======== TEXTE CITÉ ========

Les médias burundais laissent peu de place aux femmes qui représentent à peine un tiers des journalistes et à peine un quart des sujets d’information. Des déséquilibres à corriger, mais sans imposer de quotas estiment la plupart des professionnels des médias.
Moins du quart (22 %) des informations diffusées par les médias burundais, tant publics que privés, traitent des femmes. Seuls 30 % des journalistes sont des femmes et elles sont moins de 18 % dans les postes de direction. Tels sont les résultats d’une étude réalisée de décembre 2010 à juin 2011 par l’Association des femmes journalistes (AFJO) au Burundi.
Pourtant, le Burundi est cité en exemple pour l’ouverture aux femmes des postes de prise de décisions et leur participation à la vie politique. La Constitution leur accorde un quota minimum de 30 % dans les institutions politiques, quota généralement dépassé.
Ce n’est pas le cas dans les médias : « Les instruments réglementaires, en l’occurrence le Code d’éthique et de déontologie de la presse ainsi que la Loi sur la presse sont lacunaires. Ils parlent rarement et même vaguement de l’égalité des genres », explique Annick Nsabimana, présidente de l’AFJO.
Cependant, pour les professionnels des médias, masculins comme féminins, les femmes ne rencontrent aucun problème à exercer ce métier. « Nos interlocuteurs sont plutôt enthousiastes quand ils ont affaire à une femme journaliste », dit l’un d’entre eux.
Faire jouer la compétition
Pour la plupart des journalistes, corriger le déséquilibre actuel dans les médias en imposant des quotas serait une façon de les marginaliser et de les stigmatiser. « Pourquoi ne pas les laisser entrer en compétition comme les autres ? Je me souviens que même à l’école, elles étaient souvent plus brillantes que nous. Pourquoi pas dans la vie professionnelle ? », s’interroge notamment le journaliste Albéric Ndayirukiye.

========

CONSIGNES:
- a) Indiquez si chacune des affirmations suivantes concorde avec le texte cité, en répondant par oui ou par non et en citant les mots du texte qui le justifient : (i) l'étude de l'AFJO s'est déroulée de décembre 2010 à juin 2011 ; (ii) la Constitution burundaise réserve aux femmes un quota minimum de 50 % dans les institutions politiques ; (iii) les femmes occupent plus de 18 % des postes de direction dans les médias burundais.
- b) D'après le texte cité, qui est la présidente de l'AFJO ?
- c) Modifiez le passage du texte cité qui commence par "Moins du quart" et se poursuit jusqu'à "quota généralement dépassé.", en remplaçant "Constitution" par "Loi fondamentale".

======== DONNÉES FOURNIES ========

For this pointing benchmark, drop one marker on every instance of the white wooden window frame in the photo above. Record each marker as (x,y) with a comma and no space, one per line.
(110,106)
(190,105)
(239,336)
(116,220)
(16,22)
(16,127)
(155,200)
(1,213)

========

CORRIGÉS:
- a)
(i) Oui : « réalisée de décembre 2010 à juin 2011 ».
(ii) Non : « La Constitution leur accorde un quota minimum de 30 % dans les institutions politiques ».
(iii) Non : « elles sont moins de 18 % dans les postes de direction ».

- b) Annick Nsabimana.

- c)
Moins du quart (22 %) des informations diffusées par les médias burundais, tant publics que privés, traitent des femmes. Seuls 30 % des journalistes sont des femmes et elles sont moins de 18 % dans les postes de direction. Tels sont les résultats d’une étude réalisée de décembre 2010 à juin 2011 par l’Association des femmes journalistes (AFJO) au Burundi.
Pourtant, le Burundi est cité en exemple pour l’ouverture aux femmes des postes de prise de décisions et leur participation à la vie politique. La Loi fondamentale leur accorde un quota minimum de 30 % dans les institutions politiques, quota généralement dépassé.